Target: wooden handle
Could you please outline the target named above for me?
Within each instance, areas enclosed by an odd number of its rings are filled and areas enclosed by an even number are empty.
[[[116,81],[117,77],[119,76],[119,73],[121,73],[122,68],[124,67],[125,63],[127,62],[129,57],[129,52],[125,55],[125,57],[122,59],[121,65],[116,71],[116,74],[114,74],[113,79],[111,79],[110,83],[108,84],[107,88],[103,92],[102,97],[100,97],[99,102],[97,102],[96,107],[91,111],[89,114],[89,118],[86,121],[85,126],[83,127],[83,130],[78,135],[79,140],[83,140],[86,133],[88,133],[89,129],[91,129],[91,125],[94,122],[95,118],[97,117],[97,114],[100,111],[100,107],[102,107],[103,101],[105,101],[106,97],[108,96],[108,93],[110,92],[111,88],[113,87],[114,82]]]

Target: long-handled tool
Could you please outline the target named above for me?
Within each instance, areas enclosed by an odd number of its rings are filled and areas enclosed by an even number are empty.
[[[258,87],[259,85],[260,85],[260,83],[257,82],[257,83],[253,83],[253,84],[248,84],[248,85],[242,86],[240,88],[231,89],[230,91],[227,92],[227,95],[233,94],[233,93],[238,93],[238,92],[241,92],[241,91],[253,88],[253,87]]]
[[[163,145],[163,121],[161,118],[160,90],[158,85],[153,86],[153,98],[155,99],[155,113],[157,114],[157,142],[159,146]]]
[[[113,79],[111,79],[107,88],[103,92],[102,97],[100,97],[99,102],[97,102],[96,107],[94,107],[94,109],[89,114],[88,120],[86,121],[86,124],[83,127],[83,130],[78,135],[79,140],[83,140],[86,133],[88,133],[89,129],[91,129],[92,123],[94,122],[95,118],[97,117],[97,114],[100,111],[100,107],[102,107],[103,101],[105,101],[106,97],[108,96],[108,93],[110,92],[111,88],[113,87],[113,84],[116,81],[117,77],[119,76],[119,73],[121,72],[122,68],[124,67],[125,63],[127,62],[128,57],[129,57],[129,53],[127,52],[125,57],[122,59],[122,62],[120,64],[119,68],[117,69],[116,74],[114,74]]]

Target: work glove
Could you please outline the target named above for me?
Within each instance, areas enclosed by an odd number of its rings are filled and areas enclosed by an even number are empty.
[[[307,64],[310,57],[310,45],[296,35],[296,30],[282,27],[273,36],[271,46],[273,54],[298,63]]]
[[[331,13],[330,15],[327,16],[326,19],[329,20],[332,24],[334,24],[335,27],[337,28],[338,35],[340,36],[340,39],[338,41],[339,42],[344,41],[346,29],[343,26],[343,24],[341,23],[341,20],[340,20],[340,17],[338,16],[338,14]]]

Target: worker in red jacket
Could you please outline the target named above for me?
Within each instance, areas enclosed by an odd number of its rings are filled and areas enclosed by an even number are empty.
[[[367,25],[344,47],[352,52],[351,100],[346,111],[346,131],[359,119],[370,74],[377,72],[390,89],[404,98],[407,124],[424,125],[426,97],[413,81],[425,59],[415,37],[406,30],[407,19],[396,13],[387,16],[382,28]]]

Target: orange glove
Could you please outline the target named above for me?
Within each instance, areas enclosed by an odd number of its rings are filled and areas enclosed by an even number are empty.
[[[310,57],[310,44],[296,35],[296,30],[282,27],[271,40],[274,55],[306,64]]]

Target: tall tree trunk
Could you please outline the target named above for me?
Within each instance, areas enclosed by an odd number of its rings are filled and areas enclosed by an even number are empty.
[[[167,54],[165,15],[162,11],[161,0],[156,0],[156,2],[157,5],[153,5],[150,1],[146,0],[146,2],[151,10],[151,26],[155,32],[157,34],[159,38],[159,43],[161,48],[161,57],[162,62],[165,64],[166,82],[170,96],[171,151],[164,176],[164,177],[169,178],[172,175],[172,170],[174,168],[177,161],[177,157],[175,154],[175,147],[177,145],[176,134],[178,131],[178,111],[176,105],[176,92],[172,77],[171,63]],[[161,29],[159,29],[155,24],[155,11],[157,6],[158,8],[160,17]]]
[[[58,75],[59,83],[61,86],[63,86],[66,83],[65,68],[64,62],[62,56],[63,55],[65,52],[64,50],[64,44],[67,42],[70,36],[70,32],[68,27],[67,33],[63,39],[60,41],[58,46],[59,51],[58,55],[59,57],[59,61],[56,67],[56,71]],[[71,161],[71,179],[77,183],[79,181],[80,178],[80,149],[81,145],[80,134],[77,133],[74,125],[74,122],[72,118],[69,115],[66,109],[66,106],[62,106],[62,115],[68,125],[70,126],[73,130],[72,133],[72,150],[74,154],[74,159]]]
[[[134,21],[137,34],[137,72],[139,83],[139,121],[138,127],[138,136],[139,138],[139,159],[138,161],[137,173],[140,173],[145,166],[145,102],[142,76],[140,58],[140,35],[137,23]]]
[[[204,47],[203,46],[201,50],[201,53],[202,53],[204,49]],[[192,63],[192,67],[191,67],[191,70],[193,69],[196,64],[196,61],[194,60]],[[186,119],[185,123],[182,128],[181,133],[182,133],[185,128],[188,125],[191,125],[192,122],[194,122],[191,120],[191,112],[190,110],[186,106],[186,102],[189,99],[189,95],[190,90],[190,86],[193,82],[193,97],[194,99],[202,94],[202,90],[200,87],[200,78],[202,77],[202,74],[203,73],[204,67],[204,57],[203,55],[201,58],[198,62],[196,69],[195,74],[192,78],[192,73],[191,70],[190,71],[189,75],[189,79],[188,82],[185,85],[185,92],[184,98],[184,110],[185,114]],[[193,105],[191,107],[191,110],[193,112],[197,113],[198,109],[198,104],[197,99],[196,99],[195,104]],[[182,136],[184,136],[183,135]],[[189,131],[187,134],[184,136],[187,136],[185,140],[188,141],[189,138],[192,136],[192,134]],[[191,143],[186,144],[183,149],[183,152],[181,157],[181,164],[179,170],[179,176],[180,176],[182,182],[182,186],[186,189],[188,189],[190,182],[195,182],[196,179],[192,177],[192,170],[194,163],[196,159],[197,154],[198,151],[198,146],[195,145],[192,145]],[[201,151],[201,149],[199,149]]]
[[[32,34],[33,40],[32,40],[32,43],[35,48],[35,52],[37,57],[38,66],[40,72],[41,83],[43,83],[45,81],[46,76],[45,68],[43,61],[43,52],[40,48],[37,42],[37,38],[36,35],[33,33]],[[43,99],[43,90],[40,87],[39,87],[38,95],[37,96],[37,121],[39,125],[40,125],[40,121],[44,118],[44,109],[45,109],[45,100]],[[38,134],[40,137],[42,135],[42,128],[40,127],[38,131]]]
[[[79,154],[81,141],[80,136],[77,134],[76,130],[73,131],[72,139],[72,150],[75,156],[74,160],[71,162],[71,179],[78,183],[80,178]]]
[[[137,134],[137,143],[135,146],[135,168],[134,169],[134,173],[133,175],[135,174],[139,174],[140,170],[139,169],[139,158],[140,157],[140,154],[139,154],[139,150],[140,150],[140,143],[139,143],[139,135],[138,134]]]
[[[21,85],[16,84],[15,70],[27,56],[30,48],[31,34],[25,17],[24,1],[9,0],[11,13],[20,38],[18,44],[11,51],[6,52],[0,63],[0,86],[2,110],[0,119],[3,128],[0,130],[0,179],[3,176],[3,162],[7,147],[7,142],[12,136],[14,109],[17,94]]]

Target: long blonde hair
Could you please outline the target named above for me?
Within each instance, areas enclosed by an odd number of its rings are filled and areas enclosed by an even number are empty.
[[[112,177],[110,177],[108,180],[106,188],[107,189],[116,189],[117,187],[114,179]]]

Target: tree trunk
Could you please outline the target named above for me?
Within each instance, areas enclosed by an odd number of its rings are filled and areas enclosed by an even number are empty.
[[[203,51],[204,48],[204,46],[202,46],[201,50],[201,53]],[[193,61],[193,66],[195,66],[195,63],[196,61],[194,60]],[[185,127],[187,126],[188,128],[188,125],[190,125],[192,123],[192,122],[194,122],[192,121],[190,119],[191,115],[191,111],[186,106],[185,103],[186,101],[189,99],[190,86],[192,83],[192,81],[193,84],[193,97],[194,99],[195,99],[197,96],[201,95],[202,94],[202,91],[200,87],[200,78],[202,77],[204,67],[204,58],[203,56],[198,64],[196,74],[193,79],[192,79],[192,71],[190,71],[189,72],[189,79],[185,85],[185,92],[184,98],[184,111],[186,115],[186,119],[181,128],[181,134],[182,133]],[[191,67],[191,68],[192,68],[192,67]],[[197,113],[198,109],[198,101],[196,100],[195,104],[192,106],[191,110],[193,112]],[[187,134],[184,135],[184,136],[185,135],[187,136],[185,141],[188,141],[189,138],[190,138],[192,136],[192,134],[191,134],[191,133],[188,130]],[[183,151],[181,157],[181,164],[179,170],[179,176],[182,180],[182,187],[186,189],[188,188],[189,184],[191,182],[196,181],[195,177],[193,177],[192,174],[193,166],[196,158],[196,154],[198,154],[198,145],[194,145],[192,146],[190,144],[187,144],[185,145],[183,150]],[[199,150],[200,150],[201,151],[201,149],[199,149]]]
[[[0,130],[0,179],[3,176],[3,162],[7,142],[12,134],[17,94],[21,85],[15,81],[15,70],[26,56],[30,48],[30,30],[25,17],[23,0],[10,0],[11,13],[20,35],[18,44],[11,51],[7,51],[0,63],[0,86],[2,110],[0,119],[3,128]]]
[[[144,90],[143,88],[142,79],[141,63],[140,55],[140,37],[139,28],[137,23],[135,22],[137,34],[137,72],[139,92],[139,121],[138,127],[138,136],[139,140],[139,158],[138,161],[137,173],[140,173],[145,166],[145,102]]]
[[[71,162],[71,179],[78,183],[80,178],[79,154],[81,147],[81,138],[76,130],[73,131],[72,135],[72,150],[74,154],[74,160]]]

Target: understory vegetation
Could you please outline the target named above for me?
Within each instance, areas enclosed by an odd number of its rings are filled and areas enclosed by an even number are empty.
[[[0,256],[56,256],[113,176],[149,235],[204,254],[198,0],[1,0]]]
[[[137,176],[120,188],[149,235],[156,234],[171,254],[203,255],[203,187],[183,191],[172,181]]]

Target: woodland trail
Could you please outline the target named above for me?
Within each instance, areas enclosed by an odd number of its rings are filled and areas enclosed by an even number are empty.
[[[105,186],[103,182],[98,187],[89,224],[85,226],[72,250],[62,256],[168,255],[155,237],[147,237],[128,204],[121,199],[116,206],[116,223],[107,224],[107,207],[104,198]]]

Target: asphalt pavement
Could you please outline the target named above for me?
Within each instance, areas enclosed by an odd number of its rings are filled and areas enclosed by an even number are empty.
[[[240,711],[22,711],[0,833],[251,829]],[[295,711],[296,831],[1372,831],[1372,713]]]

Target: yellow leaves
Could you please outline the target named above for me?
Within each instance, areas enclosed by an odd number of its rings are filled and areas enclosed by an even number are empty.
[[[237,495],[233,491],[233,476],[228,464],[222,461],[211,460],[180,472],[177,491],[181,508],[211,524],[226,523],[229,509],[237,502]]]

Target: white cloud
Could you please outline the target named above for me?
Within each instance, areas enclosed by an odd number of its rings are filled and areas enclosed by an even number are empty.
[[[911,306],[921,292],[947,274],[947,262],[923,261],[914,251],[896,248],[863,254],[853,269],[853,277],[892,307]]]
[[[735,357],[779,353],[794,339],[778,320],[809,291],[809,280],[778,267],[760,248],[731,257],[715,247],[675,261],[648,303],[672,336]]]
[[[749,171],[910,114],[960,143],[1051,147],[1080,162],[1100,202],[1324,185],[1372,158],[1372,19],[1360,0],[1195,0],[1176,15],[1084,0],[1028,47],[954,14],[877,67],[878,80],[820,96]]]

## Requirement
From the line holding "Target: woodland trail" down to the final line above, quote every line exactly and only those lines.

## Task answer
Target: woodland trail
Could you please outline the target named above for me?
Within each instance, areas enclosed by an odd number of its rings are filled and areas enclosed by an even number are empty.
[[[105,186],[103,182],[98,187],[89,224],[85,226],[72,250],[62,256],[168,255],[155,237],[147,237],[128,204],[121,199],[116,206],[116,223],[107,224],[107,207],[104,198]]]

Target: asphalt pavement
Could you please outline the target named above for me?
Within each instance, areas enclosed by an odd number of its rings are filled and areas enclosed by an even number are empty.
[[[240,711],[22,711],[0,833],[251,829]],[[295,711],[296,831],[1372,831],[1372,713]]]

Target: yellow leaves
Could you please outline the target named above for me?
Within each instance, areas enclosed by an odd number of its rings are filled and areas enclosed by an even number are empty.
[[[237,495],[233,491],[233,476],[228,464],[222,461],[211,460],[180,472],[177,491],[181,508],[211,524],[226,523],[229,509],[237,502]]]

Target: white cloud
Could you please outline the target named above for me?
Within each instance, areas enclosed by an odd number of its rings are filled and areas enclosed by an even number are empty.
[[[911,306],[921,292],[947,274],[947,262],[923,261],[914,251],[896,248],[863,254],[853,269],[853,277],[892,307]]]
[[[735,357],[779,353],[794,339],[778,320],[809,291],[809,280],[778,267],[760,248],[731,257],[715,247],[675,261],[648,303],[672,336]]]
[[[749,171],[910,114],[960,143],[1051,147],[1080,162],[1100,202],[1324,185],[1372,158],[1372,19],[1360,0],[1195,0],[1176,15],[1084,0],[1028,47],[954,14],[877,67],[878,80],[820,96]]]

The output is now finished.